--- DATA Enclosed Below ---

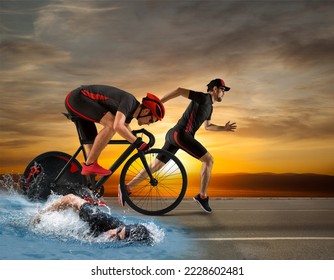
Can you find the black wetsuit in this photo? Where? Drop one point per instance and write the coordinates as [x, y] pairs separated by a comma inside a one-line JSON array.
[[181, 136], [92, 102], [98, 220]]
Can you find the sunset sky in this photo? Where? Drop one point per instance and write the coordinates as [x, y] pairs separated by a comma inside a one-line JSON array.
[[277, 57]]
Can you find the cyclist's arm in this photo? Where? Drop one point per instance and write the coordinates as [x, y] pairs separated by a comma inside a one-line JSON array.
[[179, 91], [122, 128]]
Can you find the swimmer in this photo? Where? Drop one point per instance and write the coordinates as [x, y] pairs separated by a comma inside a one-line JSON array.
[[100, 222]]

--- End of Enclosed DATA ---
--- DATA Enclosed Below ---

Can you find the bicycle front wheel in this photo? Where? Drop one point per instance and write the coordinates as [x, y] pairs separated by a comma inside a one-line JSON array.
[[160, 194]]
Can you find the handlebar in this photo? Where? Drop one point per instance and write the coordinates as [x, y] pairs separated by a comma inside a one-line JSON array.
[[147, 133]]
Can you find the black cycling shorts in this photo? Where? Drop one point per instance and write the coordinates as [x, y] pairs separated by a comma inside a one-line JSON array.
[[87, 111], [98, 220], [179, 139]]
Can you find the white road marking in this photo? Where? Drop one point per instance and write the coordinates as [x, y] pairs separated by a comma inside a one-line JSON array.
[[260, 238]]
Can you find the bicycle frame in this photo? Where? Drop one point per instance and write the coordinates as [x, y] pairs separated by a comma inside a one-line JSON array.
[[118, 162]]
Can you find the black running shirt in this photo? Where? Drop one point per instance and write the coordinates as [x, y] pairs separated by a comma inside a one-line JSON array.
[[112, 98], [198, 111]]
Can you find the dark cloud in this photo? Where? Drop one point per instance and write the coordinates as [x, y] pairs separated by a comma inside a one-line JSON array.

--- End of Enclosed DATA ---
--- DATA Enclosed Below ---

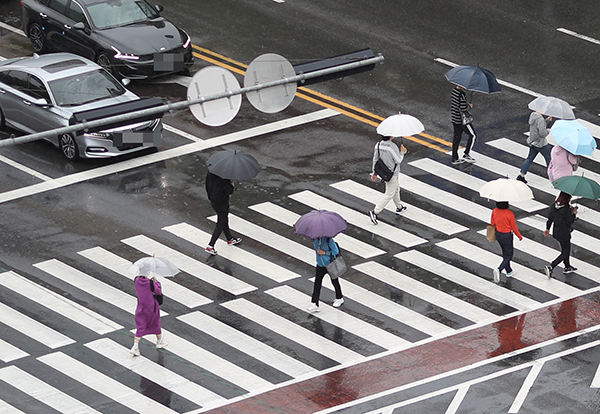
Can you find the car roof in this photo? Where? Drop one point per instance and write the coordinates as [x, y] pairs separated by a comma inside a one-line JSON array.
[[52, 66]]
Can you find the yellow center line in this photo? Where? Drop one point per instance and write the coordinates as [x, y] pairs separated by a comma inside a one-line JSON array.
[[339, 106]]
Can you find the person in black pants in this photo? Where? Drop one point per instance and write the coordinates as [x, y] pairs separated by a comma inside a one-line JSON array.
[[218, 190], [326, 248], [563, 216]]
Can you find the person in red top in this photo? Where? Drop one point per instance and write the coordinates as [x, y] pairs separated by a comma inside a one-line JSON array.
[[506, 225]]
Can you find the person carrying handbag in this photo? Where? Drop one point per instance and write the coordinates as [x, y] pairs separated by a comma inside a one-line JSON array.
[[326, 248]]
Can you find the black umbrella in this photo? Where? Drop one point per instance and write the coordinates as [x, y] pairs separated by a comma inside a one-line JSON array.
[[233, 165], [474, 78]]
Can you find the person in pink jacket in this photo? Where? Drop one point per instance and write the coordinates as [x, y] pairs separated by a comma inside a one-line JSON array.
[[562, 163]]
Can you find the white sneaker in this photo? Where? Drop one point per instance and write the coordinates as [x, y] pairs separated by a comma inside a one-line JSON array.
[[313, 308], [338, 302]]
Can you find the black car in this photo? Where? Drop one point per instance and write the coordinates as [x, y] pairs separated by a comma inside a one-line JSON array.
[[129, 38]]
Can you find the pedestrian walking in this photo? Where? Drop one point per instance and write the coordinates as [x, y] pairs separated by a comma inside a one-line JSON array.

--- End of Enclosed DATA ---

◆ **PROBLEM TO WORK ON**: Please transcribe exactly the lines above from the line that has "Can you find the person carrying" up to and including the line that has "Can you find the pedestrian"; no other line belongs in the answer.

◆ **PROBLEM SOLUTION**:
Can you find the person carrying handbag in this photo? Where? Drop one point per instance and write the coordinates as [x, y] pairs separated by a comma inside a one-line JSON array.
[[326, 248]]
Can you find the black umbrella in this photo? Where? Drop one point per instance and write the coordinates as [x, y] pairs separated by a comma inside a one-line JSON array.
[[233, 165], [474, 78]]
Can you find the person in pink jacket in this photo? Where? Drop one point per instance and write the coordinates as [x, y] pairs separated by a comma inside a one-line JSON array.
[[562, 163]]
Can you find the white sneaker in this photo? Where? Drop one point per instance and write the coordinates as [x, y] pairs separated by a comma inside a one-line JSON array.
[[313, 308], [338, 302]]
Can you find the black car in this photo? Where? Drop one point per instance and write the coordinates as [x, y] pairs separated by a comma inside a one-line JSON array.
[[129, 38]]
Can you find the pedestrian walking in this photo? Where? Drop one point per instance and write the coordinates as [x, y] pairs separated by a comma inside a one-line JSON array.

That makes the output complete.